→ **Set task**
Count the lines in the records below that contain the string "steel", treating uppercase and lowercase as different. Reply with the number alone.

[Coordinate annotation records]

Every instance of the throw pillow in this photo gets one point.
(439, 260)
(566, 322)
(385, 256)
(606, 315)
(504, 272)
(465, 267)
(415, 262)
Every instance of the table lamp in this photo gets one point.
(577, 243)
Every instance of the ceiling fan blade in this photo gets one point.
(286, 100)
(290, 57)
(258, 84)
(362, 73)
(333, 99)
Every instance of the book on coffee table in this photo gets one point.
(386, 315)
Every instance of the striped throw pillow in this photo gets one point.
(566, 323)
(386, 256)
==
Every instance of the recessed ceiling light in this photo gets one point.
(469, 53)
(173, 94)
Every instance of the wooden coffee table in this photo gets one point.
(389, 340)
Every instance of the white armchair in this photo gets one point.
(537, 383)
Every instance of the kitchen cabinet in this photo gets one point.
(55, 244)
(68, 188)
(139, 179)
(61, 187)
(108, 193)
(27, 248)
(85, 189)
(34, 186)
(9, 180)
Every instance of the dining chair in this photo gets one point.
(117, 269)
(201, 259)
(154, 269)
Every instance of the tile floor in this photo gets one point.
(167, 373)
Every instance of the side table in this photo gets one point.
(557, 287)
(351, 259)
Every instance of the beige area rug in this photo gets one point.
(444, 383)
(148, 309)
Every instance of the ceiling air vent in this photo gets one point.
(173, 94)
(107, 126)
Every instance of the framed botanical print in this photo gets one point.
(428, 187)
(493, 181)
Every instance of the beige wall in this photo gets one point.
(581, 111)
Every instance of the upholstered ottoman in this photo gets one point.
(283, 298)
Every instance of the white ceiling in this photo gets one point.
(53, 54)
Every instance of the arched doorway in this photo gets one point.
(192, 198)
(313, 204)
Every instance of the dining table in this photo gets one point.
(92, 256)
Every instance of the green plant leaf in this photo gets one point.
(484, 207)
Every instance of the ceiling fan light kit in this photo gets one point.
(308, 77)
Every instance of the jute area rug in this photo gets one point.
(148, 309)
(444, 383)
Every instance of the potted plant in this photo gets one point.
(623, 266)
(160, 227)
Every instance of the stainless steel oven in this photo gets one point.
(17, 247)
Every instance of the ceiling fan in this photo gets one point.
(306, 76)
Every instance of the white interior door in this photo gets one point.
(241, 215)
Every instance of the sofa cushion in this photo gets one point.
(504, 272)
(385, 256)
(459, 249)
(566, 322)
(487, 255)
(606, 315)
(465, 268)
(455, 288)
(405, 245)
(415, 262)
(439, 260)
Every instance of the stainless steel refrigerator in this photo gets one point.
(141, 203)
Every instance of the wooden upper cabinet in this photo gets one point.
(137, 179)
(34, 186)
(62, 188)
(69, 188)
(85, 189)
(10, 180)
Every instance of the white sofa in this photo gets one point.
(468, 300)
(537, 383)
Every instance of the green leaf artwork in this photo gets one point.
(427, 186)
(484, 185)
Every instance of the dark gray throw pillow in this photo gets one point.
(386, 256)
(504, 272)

→ **Solution below**
2